Find the line containing "Where does a point fall on the girl's hand?". Reproduce it and every line after it up to the end of the records, exactly as written.

*** Extracted material ***

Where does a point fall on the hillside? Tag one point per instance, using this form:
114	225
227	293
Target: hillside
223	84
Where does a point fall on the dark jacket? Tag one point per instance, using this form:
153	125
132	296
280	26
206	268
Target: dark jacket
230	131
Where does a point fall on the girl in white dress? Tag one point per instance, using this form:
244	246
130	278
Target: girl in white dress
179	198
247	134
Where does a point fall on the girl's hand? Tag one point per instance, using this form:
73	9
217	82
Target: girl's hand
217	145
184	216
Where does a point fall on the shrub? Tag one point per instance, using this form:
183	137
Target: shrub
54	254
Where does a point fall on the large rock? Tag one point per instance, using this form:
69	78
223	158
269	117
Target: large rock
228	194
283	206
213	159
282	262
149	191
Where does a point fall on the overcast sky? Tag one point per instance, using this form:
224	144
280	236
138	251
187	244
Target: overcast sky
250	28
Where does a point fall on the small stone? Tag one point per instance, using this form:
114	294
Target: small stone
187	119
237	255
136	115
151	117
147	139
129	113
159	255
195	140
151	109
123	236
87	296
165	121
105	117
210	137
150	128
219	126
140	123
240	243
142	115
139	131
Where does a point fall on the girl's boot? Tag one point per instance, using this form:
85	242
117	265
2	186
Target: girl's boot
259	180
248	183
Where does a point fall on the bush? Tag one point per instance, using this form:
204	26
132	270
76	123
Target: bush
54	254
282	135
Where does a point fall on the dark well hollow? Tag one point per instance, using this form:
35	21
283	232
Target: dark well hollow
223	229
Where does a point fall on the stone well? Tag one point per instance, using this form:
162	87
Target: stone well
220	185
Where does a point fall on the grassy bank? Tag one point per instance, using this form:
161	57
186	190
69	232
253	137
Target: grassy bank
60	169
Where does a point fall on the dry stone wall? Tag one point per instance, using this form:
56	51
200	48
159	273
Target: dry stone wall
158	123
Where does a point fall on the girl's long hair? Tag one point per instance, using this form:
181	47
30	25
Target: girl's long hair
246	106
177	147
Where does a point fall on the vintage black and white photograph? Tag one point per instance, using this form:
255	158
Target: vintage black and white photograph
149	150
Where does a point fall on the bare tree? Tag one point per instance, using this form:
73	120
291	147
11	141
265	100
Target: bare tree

***

__Exercise response__.
Where does a point fall on the girl's hand? Tag one point per instance, using this form:
73	9
217	82
Target: girl's hand
217	145
184	216
Where does a point fall on the shrub? Tag one point per instance, using this form:
183	137
Target: shrub
54	254
Where does a point fall on the large rock? Tag one point per instance, using this form:
69	78
223	158
269	117
Target: large rock
228	194
283	206
213	159
282	262
149	191
Where does a point fall on the overcast sky? Tag one point per instance, using this form:
224	144
280	236
138	251
187	244
Target: overcast sky
250	28
Where does a point fall on the small stone? Tag one point per instance, using this form:
114	294
Target: small stone
187	119
237	255
136	115
151	117
147	139
129	113
159	255
195	140
151	109
123	236
87	296
165	121
105	117
210	137
150	128
219	126
140	123
240	243
142	115
139	131
Where does a point fall on the girl's boot? Tag one point per instance, using this form:
85	242
117	265
2	186
Target: girl's boot
259	180
248	183
Where does a point fall on the bush? Tag one point per instance, using this form:
204	26
132	270
76	123
Target: bush
54	254
282	135
Where does a point fall on the dark well hollow? Tag one point per instance, using this form:
35	21
283	232
Target: dark well hollow
223	229
Where does a point fall on the stone well? Tag one point per instance, using this form:
162	87
Target: stone well
220	185
Where does a point fall on the grassy bank? Tag one point per instance, using this form:
161	57
186	190
69	232
253	137
Target: grassy bank
60	169
Where does a point fall on the dry stone wall? Tag one point per instance, using this form:
56	51
200	48
159	273
Target: dry stone wall
158	123
Where does a point fall on the girl's long hair? Tag one point per instance, using this form:
181	47
30	25
Target: girl's long hair
246	106
177	147
Where does a point fall on the vintage black and white photograph? Tag one point per instance, using this form:
255	158
Target: vintage black and white photograph
149	150
Where does a point fall on the bare tree? Tag one point per instance, using this form:
73	120
291	147
11	141
265	100
Target: bare tree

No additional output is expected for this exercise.